ACTIVITY:
Everything from the line containing "Where can you spot the pillow?" through the last line of the data below must be copied exactly, with no other lines included.

DATA SHOWN:
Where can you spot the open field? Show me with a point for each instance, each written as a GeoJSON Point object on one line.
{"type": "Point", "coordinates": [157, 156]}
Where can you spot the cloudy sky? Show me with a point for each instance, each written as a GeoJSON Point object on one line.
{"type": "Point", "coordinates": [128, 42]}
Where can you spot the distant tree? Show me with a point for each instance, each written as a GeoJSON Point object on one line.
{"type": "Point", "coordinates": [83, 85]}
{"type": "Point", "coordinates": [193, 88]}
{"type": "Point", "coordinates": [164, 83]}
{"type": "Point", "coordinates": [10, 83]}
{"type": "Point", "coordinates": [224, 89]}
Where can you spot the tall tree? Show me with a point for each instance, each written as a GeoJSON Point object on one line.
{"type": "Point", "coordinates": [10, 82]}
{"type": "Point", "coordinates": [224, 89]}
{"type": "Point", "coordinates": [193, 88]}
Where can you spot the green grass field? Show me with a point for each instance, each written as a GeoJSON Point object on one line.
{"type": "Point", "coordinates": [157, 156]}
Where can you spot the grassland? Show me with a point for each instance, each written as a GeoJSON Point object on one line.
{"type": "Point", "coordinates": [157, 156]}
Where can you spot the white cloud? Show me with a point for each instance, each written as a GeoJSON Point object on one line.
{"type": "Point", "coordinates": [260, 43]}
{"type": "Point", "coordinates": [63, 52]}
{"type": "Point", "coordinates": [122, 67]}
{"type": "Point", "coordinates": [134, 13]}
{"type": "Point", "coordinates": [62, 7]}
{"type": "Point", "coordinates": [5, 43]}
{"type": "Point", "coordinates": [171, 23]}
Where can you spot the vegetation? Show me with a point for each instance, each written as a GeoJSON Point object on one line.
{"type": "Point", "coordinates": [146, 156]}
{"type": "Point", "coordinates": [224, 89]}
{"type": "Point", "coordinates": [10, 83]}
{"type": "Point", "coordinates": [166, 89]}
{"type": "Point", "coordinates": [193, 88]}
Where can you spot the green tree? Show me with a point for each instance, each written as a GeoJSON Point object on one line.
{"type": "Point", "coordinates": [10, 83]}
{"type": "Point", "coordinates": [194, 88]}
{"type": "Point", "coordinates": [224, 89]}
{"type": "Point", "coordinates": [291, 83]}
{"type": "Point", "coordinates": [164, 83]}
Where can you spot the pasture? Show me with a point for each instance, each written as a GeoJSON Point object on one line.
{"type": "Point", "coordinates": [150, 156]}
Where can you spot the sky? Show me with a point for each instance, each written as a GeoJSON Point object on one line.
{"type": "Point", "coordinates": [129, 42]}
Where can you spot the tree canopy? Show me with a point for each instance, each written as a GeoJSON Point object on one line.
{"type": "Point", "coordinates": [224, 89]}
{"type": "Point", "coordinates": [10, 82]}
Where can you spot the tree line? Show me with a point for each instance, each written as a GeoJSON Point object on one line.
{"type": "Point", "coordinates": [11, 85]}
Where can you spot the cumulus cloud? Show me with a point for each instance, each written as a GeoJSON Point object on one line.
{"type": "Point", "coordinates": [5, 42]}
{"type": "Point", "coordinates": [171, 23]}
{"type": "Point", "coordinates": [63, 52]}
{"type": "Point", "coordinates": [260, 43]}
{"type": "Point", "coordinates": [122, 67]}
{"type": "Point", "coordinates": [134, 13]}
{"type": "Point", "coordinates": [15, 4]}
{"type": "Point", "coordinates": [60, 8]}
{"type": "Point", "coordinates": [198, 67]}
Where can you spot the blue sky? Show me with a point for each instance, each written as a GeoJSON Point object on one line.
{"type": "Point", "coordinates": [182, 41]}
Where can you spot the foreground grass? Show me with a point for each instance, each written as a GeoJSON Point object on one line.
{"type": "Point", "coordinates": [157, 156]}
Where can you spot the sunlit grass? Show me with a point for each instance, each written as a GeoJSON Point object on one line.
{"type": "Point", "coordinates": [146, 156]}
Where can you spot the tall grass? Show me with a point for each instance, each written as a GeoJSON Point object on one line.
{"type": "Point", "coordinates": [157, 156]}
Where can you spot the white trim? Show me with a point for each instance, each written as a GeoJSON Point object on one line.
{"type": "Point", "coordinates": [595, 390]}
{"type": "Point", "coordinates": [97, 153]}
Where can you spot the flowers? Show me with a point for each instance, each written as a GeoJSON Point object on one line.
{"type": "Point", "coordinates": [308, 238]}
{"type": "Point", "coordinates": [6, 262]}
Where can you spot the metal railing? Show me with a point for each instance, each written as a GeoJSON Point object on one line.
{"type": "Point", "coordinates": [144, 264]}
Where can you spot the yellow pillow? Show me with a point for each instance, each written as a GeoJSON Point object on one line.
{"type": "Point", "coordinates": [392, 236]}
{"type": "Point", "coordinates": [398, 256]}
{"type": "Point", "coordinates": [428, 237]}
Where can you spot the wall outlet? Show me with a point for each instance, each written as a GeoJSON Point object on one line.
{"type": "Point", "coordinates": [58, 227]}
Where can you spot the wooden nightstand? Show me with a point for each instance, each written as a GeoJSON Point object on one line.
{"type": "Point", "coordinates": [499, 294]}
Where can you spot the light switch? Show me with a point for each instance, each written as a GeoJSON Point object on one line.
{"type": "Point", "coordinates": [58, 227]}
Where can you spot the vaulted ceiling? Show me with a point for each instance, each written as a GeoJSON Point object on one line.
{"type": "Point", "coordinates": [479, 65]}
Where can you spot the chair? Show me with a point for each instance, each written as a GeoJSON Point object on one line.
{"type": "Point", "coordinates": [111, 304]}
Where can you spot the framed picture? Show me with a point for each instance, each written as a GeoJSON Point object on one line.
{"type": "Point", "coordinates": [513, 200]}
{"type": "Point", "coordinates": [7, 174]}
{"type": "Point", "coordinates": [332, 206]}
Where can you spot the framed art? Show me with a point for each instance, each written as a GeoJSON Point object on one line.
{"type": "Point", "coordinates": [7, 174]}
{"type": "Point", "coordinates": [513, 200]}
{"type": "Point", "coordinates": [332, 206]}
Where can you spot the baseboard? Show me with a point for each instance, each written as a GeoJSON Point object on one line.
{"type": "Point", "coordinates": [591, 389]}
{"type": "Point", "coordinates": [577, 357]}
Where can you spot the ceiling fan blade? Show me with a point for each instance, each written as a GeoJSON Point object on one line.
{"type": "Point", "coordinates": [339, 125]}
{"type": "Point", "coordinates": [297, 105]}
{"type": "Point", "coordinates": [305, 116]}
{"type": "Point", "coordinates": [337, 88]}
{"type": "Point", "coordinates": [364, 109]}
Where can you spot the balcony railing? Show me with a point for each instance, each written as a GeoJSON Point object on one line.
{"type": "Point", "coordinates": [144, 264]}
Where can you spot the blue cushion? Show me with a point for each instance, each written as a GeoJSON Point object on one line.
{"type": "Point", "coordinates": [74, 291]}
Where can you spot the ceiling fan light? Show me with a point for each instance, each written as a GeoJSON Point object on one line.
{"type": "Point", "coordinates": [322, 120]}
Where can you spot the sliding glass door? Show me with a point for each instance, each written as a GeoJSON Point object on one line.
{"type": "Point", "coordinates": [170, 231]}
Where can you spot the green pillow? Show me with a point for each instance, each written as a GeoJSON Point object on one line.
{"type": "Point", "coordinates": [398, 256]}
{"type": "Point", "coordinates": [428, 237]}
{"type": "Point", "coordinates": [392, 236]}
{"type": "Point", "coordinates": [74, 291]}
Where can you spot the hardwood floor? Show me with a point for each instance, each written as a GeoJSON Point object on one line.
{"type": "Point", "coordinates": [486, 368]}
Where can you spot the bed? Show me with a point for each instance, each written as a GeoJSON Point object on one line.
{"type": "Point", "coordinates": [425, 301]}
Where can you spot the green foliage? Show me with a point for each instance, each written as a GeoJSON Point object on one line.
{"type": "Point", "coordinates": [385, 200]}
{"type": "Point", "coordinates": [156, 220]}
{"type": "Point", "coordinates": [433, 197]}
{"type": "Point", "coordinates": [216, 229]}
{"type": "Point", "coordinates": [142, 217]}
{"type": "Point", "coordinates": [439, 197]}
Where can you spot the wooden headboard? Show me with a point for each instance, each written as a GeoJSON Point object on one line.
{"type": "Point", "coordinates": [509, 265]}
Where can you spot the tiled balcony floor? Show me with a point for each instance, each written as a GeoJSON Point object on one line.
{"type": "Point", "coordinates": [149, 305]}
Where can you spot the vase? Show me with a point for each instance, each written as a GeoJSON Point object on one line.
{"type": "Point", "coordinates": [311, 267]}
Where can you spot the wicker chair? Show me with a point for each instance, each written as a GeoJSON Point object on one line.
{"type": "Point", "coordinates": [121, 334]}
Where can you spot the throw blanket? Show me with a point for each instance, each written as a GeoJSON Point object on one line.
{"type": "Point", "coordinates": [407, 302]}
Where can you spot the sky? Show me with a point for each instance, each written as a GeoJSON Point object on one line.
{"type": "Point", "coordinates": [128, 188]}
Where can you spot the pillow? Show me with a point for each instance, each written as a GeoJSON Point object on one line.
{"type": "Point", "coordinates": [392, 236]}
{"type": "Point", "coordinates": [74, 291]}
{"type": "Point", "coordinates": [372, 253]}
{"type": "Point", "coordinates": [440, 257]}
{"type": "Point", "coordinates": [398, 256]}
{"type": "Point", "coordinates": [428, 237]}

EXERCISE ANSWER:
Where can you spot the pillow? Show me with a point for each instance, each written as a GeoJSON Point object on one line.
{"type": "Point", "coordinates": [392, 236]}
{"type": "Point", "coordinates": [74, 291]}
{"type": "Point", "coordinates": [372, 253]}
{"type": "Point", "coordinates": [440, 257]}
{"type": "Point", "coordinates": [398, 256]}
{"type": "Point", "coordinates": [428, 237]}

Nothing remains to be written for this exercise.